== Dataset entries ==

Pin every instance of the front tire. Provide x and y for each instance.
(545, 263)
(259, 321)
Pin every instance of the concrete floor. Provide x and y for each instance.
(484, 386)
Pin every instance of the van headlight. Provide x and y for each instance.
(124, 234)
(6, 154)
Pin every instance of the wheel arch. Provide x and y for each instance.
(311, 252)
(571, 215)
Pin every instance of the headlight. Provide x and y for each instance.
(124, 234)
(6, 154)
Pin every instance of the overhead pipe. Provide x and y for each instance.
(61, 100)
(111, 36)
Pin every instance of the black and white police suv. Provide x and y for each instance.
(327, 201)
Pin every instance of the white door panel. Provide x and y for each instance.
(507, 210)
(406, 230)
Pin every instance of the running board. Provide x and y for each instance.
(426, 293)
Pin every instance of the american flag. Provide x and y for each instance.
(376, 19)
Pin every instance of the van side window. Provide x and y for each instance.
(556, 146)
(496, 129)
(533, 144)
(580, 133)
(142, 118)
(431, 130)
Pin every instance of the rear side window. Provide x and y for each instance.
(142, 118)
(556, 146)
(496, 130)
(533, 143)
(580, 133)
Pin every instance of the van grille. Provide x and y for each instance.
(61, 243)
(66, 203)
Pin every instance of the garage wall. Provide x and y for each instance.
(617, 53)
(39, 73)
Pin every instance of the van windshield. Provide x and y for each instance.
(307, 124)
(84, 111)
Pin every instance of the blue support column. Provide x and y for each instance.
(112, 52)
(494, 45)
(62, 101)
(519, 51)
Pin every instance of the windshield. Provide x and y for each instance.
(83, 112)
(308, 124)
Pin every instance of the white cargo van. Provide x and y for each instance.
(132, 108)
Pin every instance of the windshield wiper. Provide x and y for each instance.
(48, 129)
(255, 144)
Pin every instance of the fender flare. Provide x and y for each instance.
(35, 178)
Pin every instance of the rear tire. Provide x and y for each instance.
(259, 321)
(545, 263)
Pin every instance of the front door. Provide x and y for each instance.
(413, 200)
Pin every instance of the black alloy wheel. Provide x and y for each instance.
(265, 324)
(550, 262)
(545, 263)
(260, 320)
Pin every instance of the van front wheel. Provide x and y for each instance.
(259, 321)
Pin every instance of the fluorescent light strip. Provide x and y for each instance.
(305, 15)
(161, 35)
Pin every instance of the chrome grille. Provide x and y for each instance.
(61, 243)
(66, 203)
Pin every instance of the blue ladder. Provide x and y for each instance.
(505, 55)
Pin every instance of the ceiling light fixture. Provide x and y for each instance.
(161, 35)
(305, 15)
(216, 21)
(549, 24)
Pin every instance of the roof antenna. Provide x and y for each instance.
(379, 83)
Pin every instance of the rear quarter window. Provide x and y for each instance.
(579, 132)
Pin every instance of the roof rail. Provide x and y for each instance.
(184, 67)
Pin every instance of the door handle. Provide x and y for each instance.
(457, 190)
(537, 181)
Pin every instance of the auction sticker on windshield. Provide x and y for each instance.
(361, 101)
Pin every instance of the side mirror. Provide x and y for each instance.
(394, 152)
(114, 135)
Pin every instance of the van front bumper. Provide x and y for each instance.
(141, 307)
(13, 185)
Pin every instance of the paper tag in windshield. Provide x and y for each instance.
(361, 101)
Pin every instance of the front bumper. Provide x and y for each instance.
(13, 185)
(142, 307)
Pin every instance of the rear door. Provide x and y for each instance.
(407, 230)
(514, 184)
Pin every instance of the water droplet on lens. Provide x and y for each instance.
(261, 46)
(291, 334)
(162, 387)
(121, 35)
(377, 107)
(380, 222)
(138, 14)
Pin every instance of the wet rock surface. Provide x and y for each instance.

===

Exercise prompt: Print every record above exactly as written.

Reply to the exercise:
Pin every instance of the front tire. Provide x and y for each instance.
(545, 263)
(259, 321)
Pin every instance of the concrete floor. Provide x and y for each instance.
(484, 386)
Pin every instance of the van headlight. Provide x and y for each instance.
(124, 234)
(6, 154)
Pin every instance of the wheel arch. Provide x and y for each instance.
(311, 252)
(571, 215)
Pin every instance of the headlight. Provide x and y for each instance.
(124, 234)
(6, 154)
Pin every instance of the overhead pipe. Provide x and y for each instance.
(61, 100)
(111, 36)
Pin every instance of the black and white police suv. Provide x and y for each instance.
(327, 201)
Pin every instance of the white door panel. Provide x and y for each instance.
(507, 210)
(406, 230)
Pin every instance of the running board. Provide x and y for each instance.
(426, 293)
Pin every instance of the american flag. Provide x and y for each instance.
(376, 19)
Pin every instance of the van side window. Provide x and y for each instance.
(556, 146)
(496, 129)
(533, 144)
(580, 133)
(142, 118)
(431, 130)
Pin every instance of the rear side window. Provide x and y for each instance.
(142, 118)
(556, 146)
(496, 130)
(533, 143)
(580, 133)
Pin every instance of the van grille. Provide x and y for each instance.
(61, 243)
(66, 203)
Pin every instance of the garage wall. Provide x and y for each instance.
(617, 53)
(39, 73)
Pin every instance of the van windshield. Provide x and y for each instance.
(307, 124)
(84, 111)
Pin every instance of the blue support column. Provide x and y for each instance.
(112, 52)
(494, 45)
(62, 101)
(519, 51)
Pin every instance of the windshield. Provide x and y for each instance.
(83, 112)
(308, 124)
Pin every instance of the white cargo van. Provide x and y for each instance.
(132, 108)
Pin every instance of the windshield wiper. Provide x and y for each instance.
(48, 129)
(255, 144)
Pin every instance of the fender flare. Provide x and y for each instance.
(35, 178)
Pin every instance of the rear tire. Provide x and y for each instance.
(259, 321)
(545, 263)
Pin every instance of the front door. Provide x and y for each instance.
(413, 200)
Pin every instance of the black alloy wheel. Provide x and y for each instance.
(265, 324)
(550, 262)
(545, 263)
(260, 320)
Pin every instance of the van front wheel. Provide x and y for each instance.
(259, 321)
Pin every instance of the fluorescent light strip. Provide x and y for each instance.
(305, 15)
(161, 35)
Pin every instance of the chrome grille. Provide x and y for each instance.
(61, 243)
(66, 203)
Pin every instance of the blue ladder. Provide x and y for each instance.
(505, 55)
Pin every instance of the ceiling light fixture. Provide x and y for each instance.
(161, 35)
(305, 15)
(216, 21)
(549, 24)
Pin every instance of the roof antenna. Provide x and y for each instance.
(379, 83)
Pin every instance of the rear quarter window. Provide x and y for each instance.
(579, 132)
Pin every instance of the roof rail. Provide x and y for each instance.
(184, 67)
Pin every instance of the door handle. Provide x and y for each instance.
(457, 190)
(537, 181)
Pin every instance of the auction sticker on windshield. Provide x and y for each instance.
(361, 101)
Pin every instance of the side mirror. Provide x and y for each instance.
(394, 152)
(114, 135)
Pin every instance of the van front bumper. Provide x and y for each instance.
(141, 307)
(13, 185)
Pin every instance of the paper tag in windshield. Provide x and y for each instance.
(361, 101)
Pin every instance of the front bumper. Provide x and y for each instance.
(13, 185)
(142, 307)
Pin every instance of the rear door. Provide x and y for each instance.
(407, 230)
(514, 184)
Pin every instance of the water droplet on lens. Provide x and y for each instance.
(261, 46)
(291, 334)
(162, 387)
(121, 35)
(377, 107)
(380, 222)
(138, 14)
Pin every instance of the wet rock surface. Provide x and y for each instance.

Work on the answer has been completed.